= Extract =
By 1720 only five houses preceded the Curtis homested in all of the present Stoughton-Avon area, and his stood virtually alone in the far southeastern corner of the "New Grant"...
— A History of Avon, Massachusetts 1720–1988, by William F. Hanna

The Third Baptist Meeting House was erected in East Stoughton on March 30, 1848.

Following a petition sent through the Massachusetts House of Representatives and the Massachusetts Senate, the new town of Avon was separated from Stoughton and incorporated on February 21, 1888. The town was named after Stratford-upon-Avon, Warwickshire, England. The town's seal features a portrait of William Shakespeare, who was born in Stratford-upon-Avon.

==Geography==
According to the United States Census Bureau, the town has a total area of 4.6 sqmi, of which 4.4 sqmi is land and 0.2 sqmi (4.16%) is water. Avon is bordered by the City of Brockton on the south, Stoughton on the west, Randolph on the northeast, and Holbrook on the east. Avon is 17 mi south of Boston.

==Demographics==

At the 2000 census, there were 4,443 people, 1,705 households and 1,220 families residing in the town. The population density was 1,014.7 PD/sqmi. There were 1,740 housing units at an average density of 397.4 /sqmi. The racial makeup of the town was 93.45% White, 3.74% African American, 0.27% Native American, 0.92% Asian, 0.77% from other races, and 0.86% from two or more races. Hispanic or Latino of any race were 1.44% of the population.

There were 1,705 households, of which 26.7% had children under the age of 18 living with them, 55.5% were married couples living together, 12.0% had a female householder with no husband present, and 28.4% were non-families. Of all households 23.5% were made up of individuals, and 12.3% had someone living alone who was 65 years of age or older. The average household size was 2.61 and the average family size was 3.13.

Age distribution was 22.5% under the age of 18, 7.0% from 18 to 24, 28.8% from 25 to 44, 24.2% from 45 to 64, and 17.6% who were 65 years of age or older. The median age was 40 years. For every 100 females, there were 91.8 males. For every 100 females age 18 and over, there were 88.0 males.

The median household income was $50,305, and the median family income was $60,625. Males had a median income of $41,582 versus $32,837 for females. The per capita income for the town was $24,410. About 4.3% of families and 6.6% of the population were below the poverty line, including 12.5% of those under age 18 and 4.2% of those age 65 or over.

Referring expression data:
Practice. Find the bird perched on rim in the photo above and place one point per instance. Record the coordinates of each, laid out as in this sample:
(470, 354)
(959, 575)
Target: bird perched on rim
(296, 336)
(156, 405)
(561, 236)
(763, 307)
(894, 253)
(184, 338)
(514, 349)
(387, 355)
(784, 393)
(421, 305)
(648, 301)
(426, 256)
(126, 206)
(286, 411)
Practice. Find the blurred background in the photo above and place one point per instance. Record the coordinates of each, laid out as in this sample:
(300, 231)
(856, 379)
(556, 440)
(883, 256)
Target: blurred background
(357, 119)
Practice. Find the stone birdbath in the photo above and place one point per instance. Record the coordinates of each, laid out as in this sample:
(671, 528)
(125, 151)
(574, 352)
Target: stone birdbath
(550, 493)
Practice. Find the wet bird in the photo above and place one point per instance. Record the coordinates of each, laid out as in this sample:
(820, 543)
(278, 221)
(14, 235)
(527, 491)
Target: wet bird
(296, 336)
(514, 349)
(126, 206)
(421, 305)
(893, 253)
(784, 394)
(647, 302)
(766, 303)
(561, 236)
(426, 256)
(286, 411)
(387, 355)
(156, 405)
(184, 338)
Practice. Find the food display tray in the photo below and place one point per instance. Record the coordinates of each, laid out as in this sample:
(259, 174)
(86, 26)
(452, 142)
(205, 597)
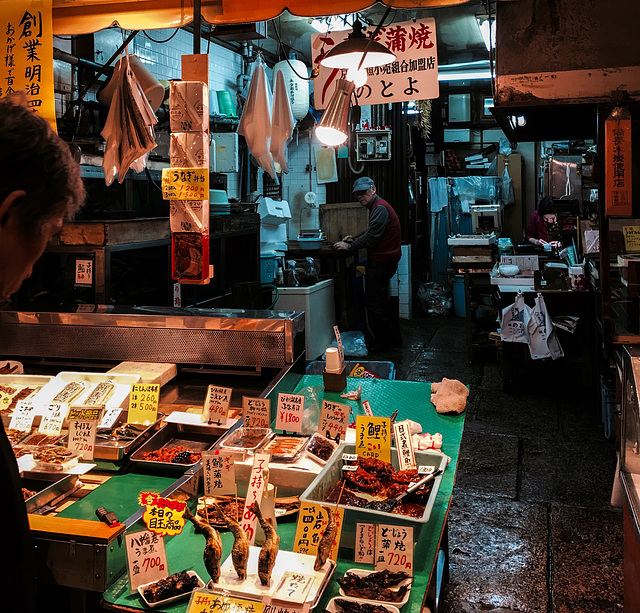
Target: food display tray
(332, 473)
(173, 435)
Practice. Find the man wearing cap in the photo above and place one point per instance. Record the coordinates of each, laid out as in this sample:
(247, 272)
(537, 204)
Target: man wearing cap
(382, 240)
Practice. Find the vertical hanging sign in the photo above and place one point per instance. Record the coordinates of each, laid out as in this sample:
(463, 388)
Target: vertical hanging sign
(27, 49)
(617, 149)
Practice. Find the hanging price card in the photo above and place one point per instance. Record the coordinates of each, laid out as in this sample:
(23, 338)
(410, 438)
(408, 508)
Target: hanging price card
(53, 418)
(404, 447)
(394, 548)
(143, 403)
(373, 437)
(334, 420)
(289, 413)
(83, 422)
(216, 405)
(218, 472)
(256, 412)
(185, 183)
(365, 542)
(22, 418)
(146, 558)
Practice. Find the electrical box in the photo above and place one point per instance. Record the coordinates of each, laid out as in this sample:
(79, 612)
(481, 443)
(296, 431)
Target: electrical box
(373, 145)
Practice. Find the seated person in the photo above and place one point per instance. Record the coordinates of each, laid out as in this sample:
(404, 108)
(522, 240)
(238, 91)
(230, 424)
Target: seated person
(543, 228)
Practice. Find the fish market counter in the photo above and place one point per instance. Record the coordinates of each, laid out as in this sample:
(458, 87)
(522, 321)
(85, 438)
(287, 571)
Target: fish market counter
(185, 551)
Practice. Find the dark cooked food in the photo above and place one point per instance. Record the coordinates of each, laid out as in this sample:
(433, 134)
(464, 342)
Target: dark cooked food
(375, 586)
(174, 585)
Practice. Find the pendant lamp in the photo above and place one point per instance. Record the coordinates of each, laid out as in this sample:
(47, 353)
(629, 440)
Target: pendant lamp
(332, 128)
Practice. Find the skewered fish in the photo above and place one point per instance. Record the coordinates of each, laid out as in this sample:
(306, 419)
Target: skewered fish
(328, 536)
(269, 551)
(240, 550)
(213, 548)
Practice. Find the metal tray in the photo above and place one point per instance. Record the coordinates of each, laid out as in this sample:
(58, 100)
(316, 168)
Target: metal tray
(173, 435)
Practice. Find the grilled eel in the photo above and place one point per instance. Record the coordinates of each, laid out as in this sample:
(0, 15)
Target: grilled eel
(269, 550)
(213, 548)
(328, 536)
(240, 550)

= Work request 1 =
From the Avon, Massachusetts text, quote the passage that opens with the words containing "The Third Baptist" and closes with "south of Boston.".
= Work request 2 =
Based on the Avon, Massachusetts text, decide whether each statement below is true, and answer yes or no for each, quoting the exact words of the text that settle it. (a) Avon was incorporated on February 21, 1888. (b) Randolph borders Avon on the east. (c) At the 2000 census, the median age in Avon was 40 years.
= Work request 3 =
Continue the Avon, Massachusetts text from its final sentence onward.

= Expected answer 1 =
The Third Baptist Meeting House was erected in East Stoughton on March 30, 1848.

Following a petition sent through the Massachusetts House of Representatives and the Massachusetts Senate, the new town of Avon was separated from Stoughton and incorporated on February 21, 1888. The town was named after Stratford-upon-Avon, Warwickshire, England. The town's seal features a portrait of William Shakespeare, who was born in Stratford-upon-Avon.

==Geography==
According to the United States Census Bureau, the town has a total area of 4.6 sqmi, of which 4.4 sqmi is land and 0.2 sqmi (4.16%) is water. Avon is bordered by the City of Brockton on the south, Stoughton on the west, Randolph on the northeast, and Holbrook on the east. Avon is 17 mi south of Boston.

= Expected answer 2 =
(a) Yes: "incorporated on February 21, 1888"
(b) No: "Randolph on the northeast, and Holbrook on the east"
(c) Yes: "The median age was 40 years."

= Expected answer 3 =
== Economy ==
Avon serves as a regional employment center in the South Shore, with approximately 23% of land being used for industrial or commercial use. The Avon Industrial Park is the primary hub for economic infrastructure in the town, with approximately 500-acres of land designated as a business district. Located near route 24, the park contains 127 firms which employ over 3,600 people.

The industrial sector of Avon includes a variety of industries, businesses, and logistic providers. Notable facilities include the 109,000 square-foot asset on Parker Drive, which houses the distributional operations for companies like HelloFresh and Taylor Communications. In 2025, the town was awarded a $70,000 grant for improvements to planning the zoning of more economic centers, as well as updating the sewer systems and regulatory frameworks. In recognition of high level financial management, Avon received the GFOA Distinguished Budget Presentation Award in August of 2025.

==Government==
Avon is governed by a three-person Board of Selectmen who appoint a Town Administrator to carry out the day to day executive functions of the Board. Legislation is enacted in an Open Town Meeting.

==Education==
The Avon School District serves Avon.

==Transportation==
The town is served by the Brockton Area Transit Authority and the Massachusetts Bay Transportation Authority (MBTA), which provide public transit service to Brockton and Boston.